PROBLEM :: In the records below, reproduce exactly the lines from the one containing "Practice step: locate the windshield" through the one containing "Practice step: locate the smoke", both included, and omit the pictures.

(SOURCE MATERIAL Opens)

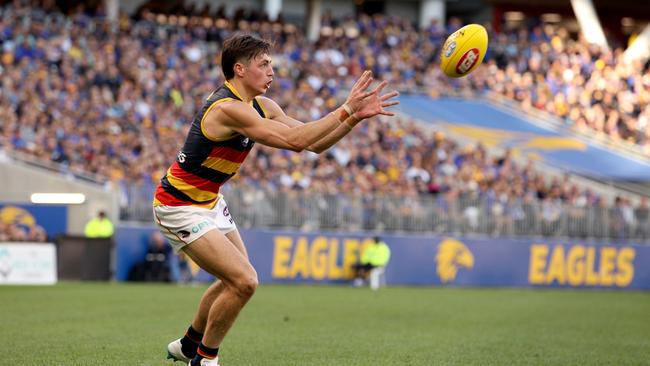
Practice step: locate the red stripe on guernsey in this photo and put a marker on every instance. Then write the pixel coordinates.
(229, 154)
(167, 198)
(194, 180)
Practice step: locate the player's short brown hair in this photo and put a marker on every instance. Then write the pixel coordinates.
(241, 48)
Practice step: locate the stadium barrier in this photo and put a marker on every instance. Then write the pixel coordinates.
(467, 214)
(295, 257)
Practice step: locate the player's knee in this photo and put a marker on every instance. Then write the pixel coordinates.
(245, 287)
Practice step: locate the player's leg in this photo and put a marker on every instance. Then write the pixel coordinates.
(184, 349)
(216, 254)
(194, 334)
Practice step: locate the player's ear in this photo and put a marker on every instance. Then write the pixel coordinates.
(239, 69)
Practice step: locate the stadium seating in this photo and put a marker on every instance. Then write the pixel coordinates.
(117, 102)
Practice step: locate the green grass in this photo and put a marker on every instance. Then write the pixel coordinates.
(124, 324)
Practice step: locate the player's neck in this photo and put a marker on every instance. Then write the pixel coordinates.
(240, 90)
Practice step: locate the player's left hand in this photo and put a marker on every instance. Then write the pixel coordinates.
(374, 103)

(SOURCE MATERIAL Closes)
(SOURCE MATERIAL Opens)

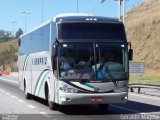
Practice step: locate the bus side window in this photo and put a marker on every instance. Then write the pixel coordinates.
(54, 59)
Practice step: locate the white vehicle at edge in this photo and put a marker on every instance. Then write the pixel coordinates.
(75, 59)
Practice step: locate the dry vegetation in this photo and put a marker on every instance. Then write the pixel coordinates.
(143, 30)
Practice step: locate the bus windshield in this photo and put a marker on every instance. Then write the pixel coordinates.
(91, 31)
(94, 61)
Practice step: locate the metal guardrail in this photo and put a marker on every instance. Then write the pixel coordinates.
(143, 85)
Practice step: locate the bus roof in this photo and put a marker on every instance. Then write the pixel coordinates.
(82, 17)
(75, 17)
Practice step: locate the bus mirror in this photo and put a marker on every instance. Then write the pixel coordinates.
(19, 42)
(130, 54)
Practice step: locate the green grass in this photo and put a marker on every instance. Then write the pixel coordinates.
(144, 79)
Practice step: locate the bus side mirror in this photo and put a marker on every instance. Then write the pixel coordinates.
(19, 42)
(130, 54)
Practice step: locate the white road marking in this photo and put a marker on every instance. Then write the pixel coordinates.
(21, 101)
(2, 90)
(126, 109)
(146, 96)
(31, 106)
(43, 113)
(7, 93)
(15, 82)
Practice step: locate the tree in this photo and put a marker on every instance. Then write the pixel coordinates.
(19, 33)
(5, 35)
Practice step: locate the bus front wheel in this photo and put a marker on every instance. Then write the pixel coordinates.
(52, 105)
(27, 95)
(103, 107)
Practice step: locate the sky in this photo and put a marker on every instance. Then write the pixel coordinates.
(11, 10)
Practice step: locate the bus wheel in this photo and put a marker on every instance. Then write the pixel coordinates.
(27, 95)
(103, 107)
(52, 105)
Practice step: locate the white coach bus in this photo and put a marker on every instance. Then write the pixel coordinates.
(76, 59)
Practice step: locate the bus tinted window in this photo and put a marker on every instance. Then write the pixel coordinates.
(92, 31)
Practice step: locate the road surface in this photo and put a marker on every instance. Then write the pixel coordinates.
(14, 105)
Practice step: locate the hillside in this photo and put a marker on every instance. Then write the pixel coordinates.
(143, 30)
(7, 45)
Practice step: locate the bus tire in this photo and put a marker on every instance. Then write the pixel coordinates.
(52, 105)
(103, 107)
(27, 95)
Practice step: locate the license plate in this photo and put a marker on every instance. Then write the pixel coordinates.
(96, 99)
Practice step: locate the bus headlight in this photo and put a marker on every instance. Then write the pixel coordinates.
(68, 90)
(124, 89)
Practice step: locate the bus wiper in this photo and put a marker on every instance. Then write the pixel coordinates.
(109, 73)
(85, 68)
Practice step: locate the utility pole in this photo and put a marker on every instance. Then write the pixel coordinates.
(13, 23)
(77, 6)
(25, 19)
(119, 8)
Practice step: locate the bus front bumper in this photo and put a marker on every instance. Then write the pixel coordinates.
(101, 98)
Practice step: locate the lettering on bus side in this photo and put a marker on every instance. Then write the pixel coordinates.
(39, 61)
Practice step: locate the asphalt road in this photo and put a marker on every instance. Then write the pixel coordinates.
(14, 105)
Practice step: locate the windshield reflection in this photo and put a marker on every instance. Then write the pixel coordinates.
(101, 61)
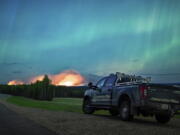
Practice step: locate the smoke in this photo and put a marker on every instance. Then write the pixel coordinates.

(SOURCE MATERIAL Closes)

EXERCISE RESULT ::
Practice step: locate the windshield reflection in this photo and put a marker on every instance. Then write the pixel coordinates.
(101, 61)
Practice step: locate the smoke in this photo and put a marker on every instance. Then write the pixel coordinates.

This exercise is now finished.